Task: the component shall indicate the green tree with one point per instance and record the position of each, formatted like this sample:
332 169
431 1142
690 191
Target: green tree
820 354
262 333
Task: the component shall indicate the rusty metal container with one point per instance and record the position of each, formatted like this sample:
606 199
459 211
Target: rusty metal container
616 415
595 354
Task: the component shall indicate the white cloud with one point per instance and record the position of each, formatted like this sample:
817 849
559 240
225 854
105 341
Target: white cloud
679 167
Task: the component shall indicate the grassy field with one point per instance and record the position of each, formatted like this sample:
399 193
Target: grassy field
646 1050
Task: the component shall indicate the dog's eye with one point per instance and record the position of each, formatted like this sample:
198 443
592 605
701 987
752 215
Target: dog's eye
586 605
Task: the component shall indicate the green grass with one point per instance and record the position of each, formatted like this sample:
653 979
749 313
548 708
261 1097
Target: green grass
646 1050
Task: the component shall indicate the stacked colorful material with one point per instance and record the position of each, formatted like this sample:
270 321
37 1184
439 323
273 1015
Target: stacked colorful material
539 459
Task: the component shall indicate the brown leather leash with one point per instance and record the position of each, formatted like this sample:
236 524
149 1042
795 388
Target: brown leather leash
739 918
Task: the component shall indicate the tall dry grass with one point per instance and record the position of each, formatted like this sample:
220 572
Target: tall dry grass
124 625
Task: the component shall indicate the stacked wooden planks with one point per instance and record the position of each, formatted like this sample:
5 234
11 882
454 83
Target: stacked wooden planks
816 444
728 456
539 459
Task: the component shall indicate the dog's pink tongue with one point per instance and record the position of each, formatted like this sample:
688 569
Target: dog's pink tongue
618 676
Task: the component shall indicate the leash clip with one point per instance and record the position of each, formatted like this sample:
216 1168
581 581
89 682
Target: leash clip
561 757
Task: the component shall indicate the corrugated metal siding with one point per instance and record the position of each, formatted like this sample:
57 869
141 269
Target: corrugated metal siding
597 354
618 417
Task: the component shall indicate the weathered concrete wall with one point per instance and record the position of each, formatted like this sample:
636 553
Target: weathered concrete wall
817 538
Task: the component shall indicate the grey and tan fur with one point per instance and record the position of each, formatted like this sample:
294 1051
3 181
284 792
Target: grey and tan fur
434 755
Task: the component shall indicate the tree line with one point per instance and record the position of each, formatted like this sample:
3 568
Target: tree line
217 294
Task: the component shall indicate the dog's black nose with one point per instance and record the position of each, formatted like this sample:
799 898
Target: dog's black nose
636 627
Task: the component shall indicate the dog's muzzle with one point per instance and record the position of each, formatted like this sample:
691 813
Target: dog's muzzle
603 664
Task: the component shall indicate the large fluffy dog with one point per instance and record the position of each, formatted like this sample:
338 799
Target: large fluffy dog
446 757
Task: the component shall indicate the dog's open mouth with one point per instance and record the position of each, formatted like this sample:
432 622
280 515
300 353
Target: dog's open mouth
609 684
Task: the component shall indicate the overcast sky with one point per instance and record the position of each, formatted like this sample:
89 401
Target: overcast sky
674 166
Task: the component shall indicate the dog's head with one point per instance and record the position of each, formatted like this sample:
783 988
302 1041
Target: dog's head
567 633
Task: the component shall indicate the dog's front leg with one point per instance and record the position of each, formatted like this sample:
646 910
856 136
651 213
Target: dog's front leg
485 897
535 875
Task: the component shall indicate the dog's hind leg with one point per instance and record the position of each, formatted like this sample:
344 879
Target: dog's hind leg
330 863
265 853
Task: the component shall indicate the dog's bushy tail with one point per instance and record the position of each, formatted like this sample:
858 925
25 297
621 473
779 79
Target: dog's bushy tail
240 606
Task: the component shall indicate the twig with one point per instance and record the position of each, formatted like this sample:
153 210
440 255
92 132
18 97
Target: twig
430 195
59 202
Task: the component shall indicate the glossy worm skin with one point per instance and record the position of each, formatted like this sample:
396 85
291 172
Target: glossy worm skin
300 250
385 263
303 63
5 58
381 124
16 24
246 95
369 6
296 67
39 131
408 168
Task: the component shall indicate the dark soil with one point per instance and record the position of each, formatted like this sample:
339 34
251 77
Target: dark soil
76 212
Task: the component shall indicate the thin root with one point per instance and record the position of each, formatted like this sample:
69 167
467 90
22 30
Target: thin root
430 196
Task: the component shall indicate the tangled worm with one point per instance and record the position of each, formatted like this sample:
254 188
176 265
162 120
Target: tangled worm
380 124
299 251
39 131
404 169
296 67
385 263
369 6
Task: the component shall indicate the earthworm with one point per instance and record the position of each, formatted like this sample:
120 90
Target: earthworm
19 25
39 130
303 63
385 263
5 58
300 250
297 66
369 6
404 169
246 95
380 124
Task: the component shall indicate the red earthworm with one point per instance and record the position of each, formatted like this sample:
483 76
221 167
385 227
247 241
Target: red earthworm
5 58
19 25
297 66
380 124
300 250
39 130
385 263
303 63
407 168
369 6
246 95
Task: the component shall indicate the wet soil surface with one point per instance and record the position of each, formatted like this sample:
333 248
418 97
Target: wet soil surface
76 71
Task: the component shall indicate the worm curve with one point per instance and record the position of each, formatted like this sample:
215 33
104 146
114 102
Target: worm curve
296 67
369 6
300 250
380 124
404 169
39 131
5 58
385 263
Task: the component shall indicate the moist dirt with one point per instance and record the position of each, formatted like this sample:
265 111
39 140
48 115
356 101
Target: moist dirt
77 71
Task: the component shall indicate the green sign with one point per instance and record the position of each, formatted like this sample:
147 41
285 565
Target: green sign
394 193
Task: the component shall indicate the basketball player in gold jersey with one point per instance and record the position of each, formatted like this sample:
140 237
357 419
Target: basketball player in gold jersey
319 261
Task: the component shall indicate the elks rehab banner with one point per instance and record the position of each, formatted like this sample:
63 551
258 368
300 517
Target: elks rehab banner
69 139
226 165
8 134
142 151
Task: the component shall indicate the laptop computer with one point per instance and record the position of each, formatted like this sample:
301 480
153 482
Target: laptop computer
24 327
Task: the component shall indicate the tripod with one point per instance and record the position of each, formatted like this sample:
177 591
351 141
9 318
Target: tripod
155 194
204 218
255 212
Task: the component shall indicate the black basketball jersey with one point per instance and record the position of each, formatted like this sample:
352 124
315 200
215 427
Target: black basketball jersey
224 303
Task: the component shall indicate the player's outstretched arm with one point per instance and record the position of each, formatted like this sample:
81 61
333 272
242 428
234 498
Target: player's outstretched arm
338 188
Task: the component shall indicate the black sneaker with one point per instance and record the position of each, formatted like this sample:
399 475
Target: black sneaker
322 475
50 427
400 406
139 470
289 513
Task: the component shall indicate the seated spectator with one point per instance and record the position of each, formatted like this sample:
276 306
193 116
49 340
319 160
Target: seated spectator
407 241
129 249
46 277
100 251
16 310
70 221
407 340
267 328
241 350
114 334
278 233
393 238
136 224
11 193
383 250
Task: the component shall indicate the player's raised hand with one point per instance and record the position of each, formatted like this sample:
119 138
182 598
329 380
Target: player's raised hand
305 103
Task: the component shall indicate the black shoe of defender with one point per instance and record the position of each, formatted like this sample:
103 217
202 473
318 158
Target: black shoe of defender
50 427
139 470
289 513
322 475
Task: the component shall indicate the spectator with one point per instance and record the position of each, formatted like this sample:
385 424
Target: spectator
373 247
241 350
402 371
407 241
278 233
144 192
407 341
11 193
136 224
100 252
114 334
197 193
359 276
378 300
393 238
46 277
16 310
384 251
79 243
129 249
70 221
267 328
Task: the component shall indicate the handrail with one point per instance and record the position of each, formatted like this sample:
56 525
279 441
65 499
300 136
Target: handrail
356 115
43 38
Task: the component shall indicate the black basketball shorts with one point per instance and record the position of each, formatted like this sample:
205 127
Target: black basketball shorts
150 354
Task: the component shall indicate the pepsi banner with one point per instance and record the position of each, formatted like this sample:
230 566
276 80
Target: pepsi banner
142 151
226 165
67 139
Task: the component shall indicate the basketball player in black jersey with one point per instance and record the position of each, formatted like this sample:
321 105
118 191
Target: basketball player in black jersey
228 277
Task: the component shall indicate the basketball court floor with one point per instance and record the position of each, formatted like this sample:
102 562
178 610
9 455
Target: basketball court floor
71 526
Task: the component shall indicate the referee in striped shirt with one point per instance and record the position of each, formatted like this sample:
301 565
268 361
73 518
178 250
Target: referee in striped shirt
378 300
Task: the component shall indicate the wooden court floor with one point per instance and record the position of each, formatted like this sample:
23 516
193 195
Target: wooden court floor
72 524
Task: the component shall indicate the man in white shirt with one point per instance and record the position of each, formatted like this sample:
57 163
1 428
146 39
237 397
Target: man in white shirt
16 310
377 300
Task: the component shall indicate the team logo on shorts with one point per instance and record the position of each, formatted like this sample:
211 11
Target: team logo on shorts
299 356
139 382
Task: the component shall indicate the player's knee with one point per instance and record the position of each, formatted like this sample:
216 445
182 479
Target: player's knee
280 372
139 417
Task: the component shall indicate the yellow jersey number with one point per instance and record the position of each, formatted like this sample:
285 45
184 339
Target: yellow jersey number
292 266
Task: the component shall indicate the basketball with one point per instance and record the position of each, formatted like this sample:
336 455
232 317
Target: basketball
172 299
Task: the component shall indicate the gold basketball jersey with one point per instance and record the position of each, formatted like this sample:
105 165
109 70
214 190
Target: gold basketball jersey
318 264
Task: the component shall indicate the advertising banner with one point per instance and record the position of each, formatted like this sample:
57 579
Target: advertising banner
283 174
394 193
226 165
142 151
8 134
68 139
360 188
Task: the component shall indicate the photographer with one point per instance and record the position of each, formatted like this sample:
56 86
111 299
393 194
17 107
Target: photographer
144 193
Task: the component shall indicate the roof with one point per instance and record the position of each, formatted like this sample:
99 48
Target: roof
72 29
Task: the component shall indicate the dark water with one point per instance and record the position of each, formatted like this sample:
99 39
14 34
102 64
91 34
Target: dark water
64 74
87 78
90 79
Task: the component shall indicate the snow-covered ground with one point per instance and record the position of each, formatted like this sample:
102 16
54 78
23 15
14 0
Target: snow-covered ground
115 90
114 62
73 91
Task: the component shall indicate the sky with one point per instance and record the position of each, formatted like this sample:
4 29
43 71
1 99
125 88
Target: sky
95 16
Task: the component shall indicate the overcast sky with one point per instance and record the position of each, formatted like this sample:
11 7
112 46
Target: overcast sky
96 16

» **TASK OBJECTIVE**: Repeat only the stretch of lines that begins at the line containing "Task: the component shall indicate the snow-covered" and ends at the last line above, both included.

» **REPLY TO THE TASK**:
Task: the component shall indicate the snow-covered ground with one point per instance and record the position of each, formatted like this sample:
102 16
54 78
23 15
14 0
Target: snow-covered ground
115 90
114 62
73 91
Task: the component shall indicate the sky with one point per instance and record the position of each, formatted like this sample:
4 29
43 71
1 99
125 88
Target: sky
95 16
Task: the component shall indicate the overcast sky with one point per instance and record the position of each, formatted like this sample:
11 7
112 46
Target: overcast sky
96 16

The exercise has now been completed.